TASK DETAILS: Could you write out every line of the records below word for word, leaving the pictures out?

------------------------------------------------------------------------

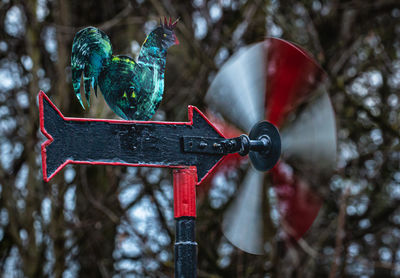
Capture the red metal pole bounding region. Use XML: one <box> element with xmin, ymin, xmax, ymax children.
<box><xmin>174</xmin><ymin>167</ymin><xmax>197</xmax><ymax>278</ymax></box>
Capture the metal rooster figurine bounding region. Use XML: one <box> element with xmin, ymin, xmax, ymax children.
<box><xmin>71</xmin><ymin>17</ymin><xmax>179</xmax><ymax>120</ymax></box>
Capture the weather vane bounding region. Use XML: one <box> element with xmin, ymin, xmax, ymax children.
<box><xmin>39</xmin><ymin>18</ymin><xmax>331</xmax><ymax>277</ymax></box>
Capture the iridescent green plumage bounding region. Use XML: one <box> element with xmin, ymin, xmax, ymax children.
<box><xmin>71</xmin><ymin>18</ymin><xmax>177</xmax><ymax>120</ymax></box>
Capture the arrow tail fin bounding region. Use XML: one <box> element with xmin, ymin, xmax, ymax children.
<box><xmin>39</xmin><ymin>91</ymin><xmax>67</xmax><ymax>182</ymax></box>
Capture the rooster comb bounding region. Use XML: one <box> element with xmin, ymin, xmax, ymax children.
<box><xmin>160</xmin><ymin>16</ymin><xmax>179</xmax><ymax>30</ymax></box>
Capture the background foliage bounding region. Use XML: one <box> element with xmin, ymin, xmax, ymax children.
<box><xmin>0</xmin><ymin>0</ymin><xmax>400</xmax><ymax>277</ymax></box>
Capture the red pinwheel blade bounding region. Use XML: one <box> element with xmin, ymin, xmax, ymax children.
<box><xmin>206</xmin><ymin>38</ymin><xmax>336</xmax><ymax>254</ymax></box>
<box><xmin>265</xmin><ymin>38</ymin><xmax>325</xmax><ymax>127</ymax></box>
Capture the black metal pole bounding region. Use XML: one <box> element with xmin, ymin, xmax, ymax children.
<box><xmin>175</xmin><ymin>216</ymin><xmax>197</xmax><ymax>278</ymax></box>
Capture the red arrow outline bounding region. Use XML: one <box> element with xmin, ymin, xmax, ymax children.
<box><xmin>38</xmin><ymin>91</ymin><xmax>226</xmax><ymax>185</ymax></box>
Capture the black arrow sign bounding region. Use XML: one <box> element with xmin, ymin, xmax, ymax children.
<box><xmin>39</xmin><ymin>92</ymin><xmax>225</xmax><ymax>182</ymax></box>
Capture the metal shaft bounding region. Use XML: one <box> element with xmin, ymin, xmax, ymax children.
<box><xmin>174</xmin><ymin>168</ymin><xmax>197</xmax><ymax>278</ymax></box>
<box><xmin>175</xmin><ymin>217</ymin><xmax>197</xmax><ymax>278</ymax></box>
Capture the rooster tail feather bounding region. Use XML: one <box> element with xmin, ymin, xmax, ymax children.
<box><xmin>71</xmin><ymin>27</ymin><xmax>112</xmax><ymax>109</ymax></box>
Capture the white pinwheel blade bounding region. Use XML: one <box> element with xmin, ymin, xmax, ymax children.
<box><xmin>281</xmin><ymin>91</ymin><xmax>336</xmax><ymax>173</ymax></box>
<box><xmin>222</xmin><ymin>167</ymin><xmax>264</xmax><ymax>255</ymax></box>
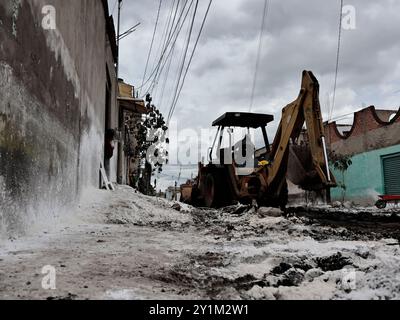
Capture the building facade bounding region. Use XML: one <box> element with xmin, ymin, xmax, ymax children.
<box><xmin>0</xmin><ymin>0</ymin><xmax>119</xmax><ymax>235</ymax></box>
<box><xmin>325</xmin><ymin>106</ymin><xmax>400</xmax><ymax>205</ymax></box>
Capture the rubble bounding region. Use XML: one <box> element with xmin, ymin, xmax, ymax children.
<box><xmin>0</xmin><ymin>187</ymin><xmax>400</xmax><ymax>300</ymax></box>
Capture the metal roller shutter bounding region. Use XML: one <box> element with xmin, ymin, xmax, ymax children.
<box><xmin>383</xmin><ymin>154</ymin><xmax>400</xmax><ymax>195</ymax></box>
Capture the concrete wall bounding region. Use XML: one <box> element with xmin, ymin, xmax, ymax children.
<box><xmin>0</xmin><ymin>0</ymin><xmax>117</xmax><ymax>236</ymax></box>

------------------------------------------------------------------------

RESPONSE BELOW:
Capture the red metal pole bounding region. Use XML: one <box> element with xmin, ymin, xmax, ymax children.
<box><xmin>174</xmin><ymin>167</ymin><xmax>197</xmax><ymax>278</ymax></box>
Capture the metal rooster figurine bounding region. Use XML: one <box> element with xmin, ymin, xmax, ymax children.
<box><xmin>71</xmin><ymin>17</ymin><xmax>179</xmax><ymax>120</ymax></box>
Capture the weather vane bounding region. Use XML: one <box> element with xmin, ymin, xmax, ymax children.
<box><xmin>39</xmin><ymin>18</ymin><xmax>331</xmax><ymax>277</ymax></box>
Capture the iridescent green plumage bounding region. Use XML: one <box> element with xmin, ymin, xmax, ymax children.
<box><xmin>71</xmin><ymin>18</ymin><xmax>177</xmax><ymax>120</ymax></box>
Capture the arrow tail fin bounding region. Use XML: one <box> element with xmin, ymin, xmax, ymax children.
<box><xmin>39</xmin><ymin>91</ymin><xmax>67</xmax><ymax>182</ymax></box>
Capture the rooster comb bounding region. Use XML: one <box> element with xmin, ymin, xmax, ymax children.
<box><xmin>160</xmin><ymin>16</ymin><xmax>179</xmax><ymax>30</ymax></box>
Capture the background foliage bounding region. Use XML: one <box> element with xmin, ymin, xmax, ymax children.
<box><xmin>0</xmin><ymin>0</ymin><xmax>400</xmax><ymax>277</ymax></box>
Capture the red pinwheel blade bounding region. Use XML: one <box> element with xmin, ymin, xmax, ymax children.
<box><xmin>206</xmin><ymin>38</ymin><xmax>336</xmax><ymax>254</ymax></box>
<box><xmin>265</xmin><ymin>38</ymin><xmax>325</xmax><ymax>127</ymax></box>
Capture the black metal pole bounding region. Use XML: one <box> element with xmin, ymin, xmax, ymax children.
<box><xmin>175</xmin><ymin>216</ymin><xmax>197</xmax><ymax>278</ymax></box>
Capture the red arrow outline bounding region. Use XML: one <box> element with xmin, ymin, xmax, ymax children.
<box><xmin>38</xmin><ymin>91</ymin><xmax>226</xmax><ymax>185</ymax></box>
Capture the black arrow sign bounding region. Use XML: one <box> element with xmin, ymin, xmax, ymax children.
<box><xmin>39</xmin><ymin>92</ymin><xmax>225</xmax><ymax>182</ymax></box>
Capture the metal shaft bounding region. Use XML: one <box> element with xmin, ymin, xmax, ymax children.
<box><xmin>174</xmin><ymin>168</ymin><xmax>197</xmax><ymax>278</ymax></box>
<box><xmin>175</xmin><ymin>217</ymin><xmax>197</xmax><ymax>278</ymax></box>
Capture the rooster tail feather bounding region. Use XML: one <box> element with xmin, ymin, xmax, ymax children.
<box><xmin>71</xmin><ymin>27</ymin><xmax>112</xmax><ymax>109</ymax></box>
Capture the white pinwheel blade bounding region. Use XML: one <box> element with xmin, ymin, xmax, ymax children.
<box><xmin>281</xmin><ymin>91</ymin><xmax>336</xmax><ymax>173</ymax></box>
<box><xmin>222</xmin><ymin>167</ymin><xmax>264</xmax><ymax>255</ymax></box>
Capture the building facade bounding region. Use XML: one <box> element with xmin, ymin, xmax, ymax children.
<box><xmin>0</xmin><ymin>0</ymin><xmax>119</xmax><ymax>235</ymax></box>
<box><xmin>325</xmin><ymin>106</ymin><xmax>400</xmax><ymax>205</ymax></box>
Capture the rubble bounding region. Use XML: one <box> element with xmin, ymin, xmax, ymax children.
<box><xmin>0</xmin><ymin>187</ymin><xmax>400</xmax><ymax>300</ymax></box>
Capture the metal roller shutter bounding region. Use XML: one <box> element with xmin, ymin, xmax, ymax children.
<box><xmin>383</xmin><ymin>154</ymin><xmax>400</xmax><ymax>195</ymax></box>
Capture the concrete wall bounding region. Use XML: one <box> element with xmin, ymin, xmax, ymax children.
<box><xmin>0</xmin><ymin>0</ymin><xmax>117</xmax><ymax>236</ymax></box>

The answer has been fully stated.